━━━━━ Data

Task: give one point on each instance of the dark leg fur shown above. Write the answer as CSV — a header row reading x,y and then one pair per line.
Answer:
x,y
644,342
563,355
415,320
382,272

━━━━━━━━━━
━━━━━ Data

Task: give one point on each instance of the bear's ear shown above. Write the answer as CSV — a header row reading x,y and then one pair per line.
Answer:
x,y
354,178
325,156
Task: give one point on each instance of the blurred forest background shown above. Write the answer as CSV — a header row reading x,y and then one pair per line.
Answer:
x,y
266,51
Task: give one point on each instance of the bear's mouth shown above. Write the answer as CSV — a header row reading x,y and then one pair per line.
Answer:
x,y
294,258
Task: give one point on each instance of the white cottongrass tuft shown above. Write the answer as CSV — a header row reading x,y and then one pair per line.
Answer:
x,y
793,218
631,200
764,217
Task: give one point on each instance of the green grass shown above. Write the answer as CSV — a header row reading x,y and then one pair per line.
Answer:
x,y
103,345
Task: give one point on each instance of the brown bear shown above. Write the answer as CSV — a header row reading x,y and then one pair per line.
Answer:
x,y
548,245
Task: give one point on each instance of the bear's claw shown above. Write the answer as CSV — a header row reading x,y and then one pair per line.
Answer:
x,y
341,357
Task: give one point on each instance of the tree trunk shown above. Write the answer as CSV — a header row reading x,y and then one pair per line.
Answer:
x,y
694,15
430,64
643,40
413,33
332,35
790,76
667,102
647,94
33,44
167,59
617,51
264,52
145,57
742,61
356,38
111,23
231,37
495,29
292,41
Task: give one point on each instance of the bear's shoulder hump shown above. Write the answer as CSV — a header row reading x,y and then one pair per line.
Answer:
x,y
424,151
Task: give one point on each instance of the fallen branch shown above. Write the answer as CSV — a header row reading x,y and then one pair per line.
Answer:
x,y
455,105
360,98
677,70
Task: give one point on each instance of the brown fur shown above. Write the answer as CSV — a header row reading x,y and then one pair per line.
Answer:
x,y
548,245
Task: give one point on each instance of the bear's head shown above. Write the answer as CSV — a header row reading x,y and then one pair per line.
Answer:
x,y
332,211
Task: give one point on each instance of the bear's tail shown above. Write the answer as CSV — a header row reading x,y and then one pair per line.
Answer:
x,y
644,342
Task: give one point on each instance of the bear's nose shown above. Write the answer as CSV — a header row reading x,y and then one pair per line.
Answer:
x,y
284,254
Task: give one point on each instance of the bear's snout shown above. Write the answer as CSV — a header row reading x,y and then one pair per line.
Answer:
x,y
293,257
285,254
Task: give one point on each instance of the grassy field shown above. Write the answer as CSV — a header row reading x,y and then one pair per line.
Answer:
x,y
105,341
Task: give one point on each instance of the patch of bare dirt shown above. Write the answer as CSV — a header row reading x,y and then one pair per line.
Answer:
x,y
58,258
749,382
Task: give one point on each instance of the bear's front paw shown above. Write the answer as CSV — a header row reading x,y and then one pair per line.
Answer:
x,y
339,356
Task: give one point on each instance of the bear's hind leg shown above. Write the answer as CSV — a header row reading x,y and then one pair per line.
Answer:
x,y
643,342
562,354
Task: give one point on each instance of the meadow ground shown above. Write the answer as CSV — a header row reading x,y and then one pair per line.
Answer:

━━━━━━━━━━

* What you need to do *
Lines in the data that include the word "brown" should all be copied.

* Task answer *
Task: give one point on each instance of the brown bear shown above. Write the answer as CSV — a header row reading x,y and then one pair per line.
Task: give one point on each instance of the brown fur shown above. Write the answer as CSV — a header row reading x,y and then one pair per line.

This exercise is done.